# WHAT YOU NEED TO DO:
1. Answer these questions from the abstract on endothelial cell apoptosis in myocardial infarction:
(a) With what procedure were the STEMI patients reperfused?
(b) How many control subjects were included, and how were they matched?
(c) When was cardiac magnetic resonance performed?
2. Copy the part of the myocardial infarction abstract that opens with the words containing "In 20 STEMI" and closes with "week after infarction.", switching "flow cytometry" to "fluorescence microscopy".
3. Resume the abstract on serum-induced endothelial cell apoptosis in myocardial infarction after its last sentence.

# READING TEXT:
Dynamics of serum-induced endothelial cell apoptosis in patients with myocardial infarction
In patients with ST-segment elevation myocardial infarction (STEMI) reperfused with primary coronary intervention (PCI), the dynamics of endothelial cell (EC) viability, apoptosis and necrosis and its relationship with the structural consequences on the left ventricle have not been addressed so far.
In 20 STEMI patients, we incubated human umbilical vein endothelial cells (HUVECs) with serum drawn before reperfusion and subsequently afterwards (24, 96 h, 30 days). Viability, apoptosis and necrosis percentages were evaluated by flow cytometry. Values were compared with 12 age- and sex-matched control subjects with normal coronary arteries. Cardiac magnetic resonance (CMR) was performed during the first week after infarction.

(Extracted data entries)
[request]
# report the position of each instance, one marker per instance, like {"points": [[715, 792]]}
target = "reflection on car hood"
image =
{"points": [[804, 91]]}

# ANSWERS BY ITEM NUMBER:
1.
(a) Primary coronary intervention (PCI).
(b) 12 control subjects, age- and sex-matched, with normal coronary arteries.
(c) During the first week after infarction.

2.
In 20 STEMI patients, we incubated human umbilical vein endothelial cells (HUVECs) with serum drawn before reperfusion and subsequently afterwards (24, 96 h, 30 days). Viability, apoptosis and necrosis percentages were evaluated by fluorescence microscopy. Values were compared with 12 age- and sex-matched control subjects with normal coronary arteries. Cardiac magnetic resonance (CMR) was performed during the first week after infarction.

3.
Serum from STEMI patients induced a progressive loss of EC viability, with a nadir of 67·7 ± 10·2% at 96 h (baseline: 75 ± 6% and controls: 80·2 ± 3·9%, P < 0·001 in both cases). This is due to an increase in apoptosis that peaked at 96 h after reperfusion (15·2 ± 7·1% vs. 11 ± 6 at baseline and 5·8 ± 1·6% in controls, P < 0·001 in both cases). However, no significant dynamic changes in EC necrosis were detected. Extensive myocardial oedema (> 30%, median of left ventricular mass) was the only CMR variable significantly associated with a higher percentage of EC apoptosis at 96 h (extensive vs. nonextensive oedema: 18·3 ± 6·8% vs. 12·1 ± 6·3%, P < 0·05).
Dynamic changes in EC viability occur in the setting of STEMI patients reperfused with PCI, these changes peak late after reperfusion, they are mainly the result of an increase of apoptosis and are associated with the presence of extensive myocardial oedema.